[Start of ENTRIES SUPPLIED]
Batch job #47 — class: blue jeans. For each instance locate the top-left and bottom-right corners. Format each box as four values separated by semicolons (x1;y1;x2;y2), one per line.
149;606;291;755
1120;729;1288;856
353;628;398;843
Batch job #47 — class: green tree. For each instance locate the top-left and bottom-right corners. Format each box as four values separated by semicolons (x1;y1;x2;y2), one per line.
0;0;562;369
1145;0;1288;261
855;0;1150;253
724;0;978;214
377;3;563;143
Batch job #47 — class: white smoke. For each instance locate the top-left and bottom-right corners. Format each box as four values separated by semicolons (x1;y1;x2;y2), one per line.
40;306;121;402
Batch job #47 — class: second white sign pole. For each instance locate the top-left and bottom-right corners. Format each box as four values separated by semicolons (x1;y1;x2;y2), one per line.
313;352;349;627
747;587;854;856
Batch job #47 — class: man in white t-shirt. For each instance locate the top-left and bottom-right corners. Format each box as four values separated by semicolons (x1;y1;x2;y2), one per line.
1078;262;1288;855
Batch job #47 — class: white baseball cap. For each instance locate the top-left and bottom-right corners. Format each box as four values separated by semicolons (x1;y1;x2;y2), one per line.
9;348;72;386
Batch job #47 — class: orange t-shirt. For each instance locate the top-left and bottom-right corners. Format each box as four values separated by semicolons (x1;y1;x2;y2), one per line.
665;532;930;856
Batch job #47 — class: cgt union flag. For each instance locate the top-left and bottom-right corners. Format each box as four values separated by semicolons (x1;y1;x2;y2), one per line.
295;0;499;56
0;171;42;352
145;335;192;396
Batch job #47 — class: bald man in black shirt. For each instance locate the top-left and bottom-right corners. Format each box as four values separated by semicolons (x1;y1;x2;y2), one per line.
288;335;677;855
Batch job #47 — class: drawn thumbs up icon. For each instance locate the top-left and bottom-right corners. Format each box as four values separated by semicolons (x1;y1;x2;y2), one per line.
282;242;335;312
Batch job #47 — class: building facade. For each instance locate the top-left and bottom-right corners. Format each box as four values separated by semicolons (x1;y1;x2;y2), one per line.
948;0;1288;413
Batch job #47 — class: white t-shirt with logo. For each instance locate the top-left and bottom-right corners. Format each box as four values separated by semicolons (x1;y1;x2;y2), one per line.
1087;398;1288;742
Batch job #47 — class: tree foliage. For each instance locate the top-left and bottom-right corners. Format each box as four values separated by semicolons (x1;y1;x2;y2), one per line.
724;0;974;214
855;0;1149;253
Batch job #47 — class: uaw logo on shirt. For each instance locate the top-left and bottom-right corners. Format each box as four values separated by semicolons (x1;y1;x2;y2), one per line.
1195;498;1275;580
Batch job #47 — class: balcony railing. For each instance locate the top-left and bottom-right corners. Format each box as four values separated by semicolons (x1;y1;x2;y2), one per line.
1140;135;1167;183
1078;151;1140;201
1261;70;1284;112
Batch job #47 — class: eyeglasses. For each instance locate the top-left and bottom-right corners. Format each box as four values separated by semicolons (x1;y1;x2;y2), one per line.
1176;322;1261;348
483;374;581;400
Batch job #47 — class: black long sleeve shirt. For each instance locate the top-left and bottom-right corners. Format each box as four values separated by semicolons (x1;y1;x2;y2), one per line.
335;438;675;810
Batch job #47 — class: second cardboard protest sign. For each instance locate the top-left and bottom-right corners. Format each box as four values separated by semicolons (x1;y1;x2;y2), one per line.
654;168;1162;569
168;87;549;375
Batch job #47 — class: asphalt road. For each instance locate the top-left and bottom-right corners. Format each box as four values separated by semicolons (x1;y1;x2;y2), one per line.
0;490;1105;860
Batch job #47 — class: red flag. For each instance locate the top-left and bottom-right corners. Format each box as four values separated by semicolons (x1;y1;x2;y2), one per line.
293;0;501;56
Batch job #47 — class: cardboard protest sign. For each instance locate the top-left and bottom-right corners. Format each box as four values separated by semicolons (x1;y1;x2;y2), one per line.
[End of ENTRIES SUPPLIED]
Convert all of the data above into a JSON list of strings, with one string for each line and blank lines left out.

[
  "Batch job #47 — class: blue jeans. For each instance locate the top-left and bottom-right corners. Format each box as four values separated by semicolons (x1;y1;x2;y2), one per line.",
  "149;606;291;755",
  "1120;729;1288;856",
  "353;628;398;843",
  "Batch job #47 — class: green tree. For each instance locate the top-left and bottom-right corners. Format each box as four values separated by semicolons (x1;y1;x2;y2), one per line.",
  "0;0;562;369",
  "1145;0;1288;261",
  "855;0;1150;253",
  "724;0;978;214",
  "377;3;563;143",
  "Batch job #47 — class: white smoke. For each instance locate the top-left and bottom-right corners. Format each box as four values separated by semicolons (x1;y1;x2;y2), one per line.",
  "40;306;121;402",
  "Batch job #47 — class: second white sign pole. For each instance locate the top-left and bottom-right corners. Format each box as four values separated by semicolons (x1;y1;x2;y2), one per line.",
  "313;352;349;627",
  "747;587;854;856",
  "Batch job #47 — class: man in white t-shirt. For each instance locate the top-left and bottom-right corners. Format each box as four values separated by semicolons (x1;y1;x2;y2), one per line.",
  "1078;262;1288;855",
  "Batch job #47 — class: white baseball cap. For each instance locate the top-left and bottom-right corners. Format each box as four values separated by semicolons (x1;y1;x2;y2), one per line.",
  "9;348;72;386",
  "Batch job #47 — class: orange t-shirt. For each instance locate the top-left and bottom-right corners. Format each box as four values separated by semicolons (x1;y1;x2;y2), one per line.",
  "665;532;930;856",
  "Batch job #47 — class: cgt union flag. For each instance locate the top-left and bottom-right corners. Format each box as four values separated by semicolons (x1;y1;x2;y2), one per line.",
  "295;0;499;56",
  "0;171;42;352",
  "145;335;192;396",
  "Batch job #47 — class: bald man in black shirt. For each instance locate the top-left and bottom-right corners. Format each box as four values separated by semicolons (x1;y1;x2;y2), one per line.",
  "288;335;677;855",
  "Batch job #47 — class: drawn thumbs up icon. For each instance locate the top-left and bottom-right corners. Format each box as four values separated by semicolons (x1;y1;x2;y2), one per line.",
  "282;242;335;312",
  "Batch job #47 — class: building facade. For each instance locate the top-left and bottom-right corners. Format each box as four values separated by semicolons (x1;y1;x2;y2), one per line.",
  "948;0;1288;413",
  "Batch job #47 — class: white t-shirt with logo. For each instance locate the top-left and bottom-right corners. Format each box as four values separated by semicolons (x1;y1;x2;y2), one per line.",
  "1087;398;1288;742",
  "Batch job #47 — class: tree foliage. For each instance locate the top-left and bottom-right corners. Format each box as four values separated by semicolons (x1;y1;x2;y2), one per line.",
  "724;0;974;214",
  "855;0;1149;253",
  "Batch job #47 — class: uaw logo on shirt. For each instance locate the top-left and bottom-right corners. Format each box as four values separated by semicolons (x1;y1;x2;y2), one per line.",
  "1195;498;1275;580",
  "Batch job #47 — class: balcony railing. For each instance locate the top-left and bottom-right corners. Format each box as four values separated by semicolons (x1;y1;x2;y2), one per line.",
  "1140;135;1167;183",
  "1078;151;1140;201",
  "1261;70;1284;112",
  "Batch job #47 — class: eyeglasses. For each instance locate the top-left and bottom-right corners. Format each box as four values separated by semicolons (x1;y1;x2;y2), one per line.",
  "1176;322;1261;348",
  "483;374;581;400",
  "Batch job #47 — class: black long sleeve shirt. For each instance locate the top-left and bottom-right corners. Format each box as four values separated by semicolons (x1;y1;x2;y2), one per line.",
  "335;438;675;810",
  "Batch job #47 — class: second cardboard protest sign. For each instance locate the top-left and bottom-right corners. Format each box as four values separated by semicolons (x1;y1;x2;y2), one per line.",
  "654;168;1162;569",
  "168;87;549;375",
  "Batch job #47 — class: asphalt road. For each instance locate the top-left and bottom-right corners. Format each box as four values separated by semicolons (x1;y1;x2;y2), one per line.",
  "0;490;1105;860",
  "Batch job #47 — class: red flag. For each instance locate the top-left and bottom-right corners. Format each box as four values separated by semicolons (x1;y1;x2;y2), one per line.",
  "293;0;501;56",
  "Batch job #47 — class: cardboard protest sign. For each instance locate the top-left and bottom-right corners. Format each box as four values separated by semicolons (x1;y1;x2;y2), one per line."
]